◆ **TEXT PROVIDED**:
■ ■ ■ ■
Neolithic beginnings in Herefordshire, England revealed

Archaeologists have used advanced radiocarbon dating to investigate the age of Neolithic monuments at Dorstone Hill in Herefordshire, revealing that they are appreciably older than expected.

The dating indicates that Neolithic people, who practiced farming and monument building instead of hunting and gathering, were present in the region at least 5,800 years ago. This would make Dorstone Hill the earliest culturally Neolithic site in the west Midlands of England, comparable with early dates from Penywyrlod and Gwernvale in the Black Mountains of Wales.

These early dates, so far inland, suggest that Neolithic practices did not spread evenly from south-east to north-west across Britain, as has sometimes been suggested, but instead moved somewhat irregularly, with pockets of hunter-gatherers and farmers sometimes co-existing for hundreds of years.

Dorstone Hill was excavated between 2011 and 2019, but this is the first time that advanced statistical methods have been applied to the resulting radiocarbon dates. This analysis demonstrates that activity at the site began rather earlier than elsewhere in the region.

Seeking to place the various structures and deposits at Dorstone Hill into a temporal context, Professors Keith Ray and Julian Thomas, with a team of investigators from Cardiff University, the University of Manchester and Manchester Metropolitan University, carried out a program of radiocarbon dating and chronological modeling for the site. Their results are published in the journal Antiquity.

Bayesian chronological modeling is a mathematical method that allows archaeologists to integrate all the available dating evidence, including radiocarbon dates and stratigraphy, to produce more robust chronological frameworks.
■ ■ ■ ■
◆ **ENTRIES PROVIDED**:
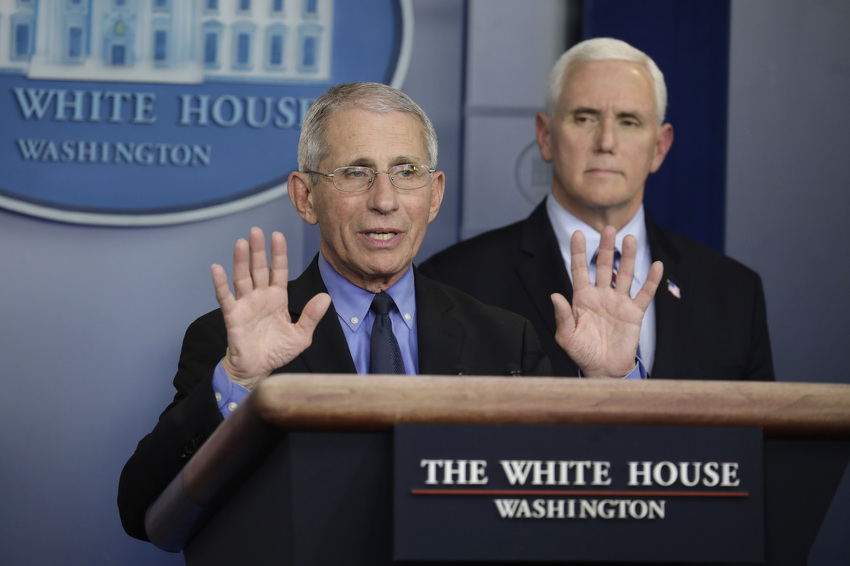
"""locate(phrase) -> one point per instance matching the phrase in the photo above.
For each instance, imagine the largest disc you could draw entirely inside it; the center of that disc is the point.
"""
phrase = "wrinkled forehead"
(598, 84)
(369, 138)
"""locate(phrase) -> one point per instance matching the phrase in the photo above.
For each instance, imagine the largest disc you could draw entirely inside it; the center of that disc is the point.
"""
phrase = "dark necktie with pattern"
(384, 355)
■ ■ ■ ■
Decide whether each statement agrees with the Dorstone Hill article. Give yes or no for each, with the deciding words of the article in quotation marks.
1. Dorstone Hill was excavated between 2011 and 2019.
2. Neolithic practices spread evenly from south-east to north-west across Britain.
3. The team's results are published in the journal Antiquity.

1. Yes: "Dorstone Hill was excavated between 2011 and 2019"
2. No: "Neolithic practices did not spread evenly from south-east to north-west across Britain"
3. Yes: "Their results are published in the journal Antiquity."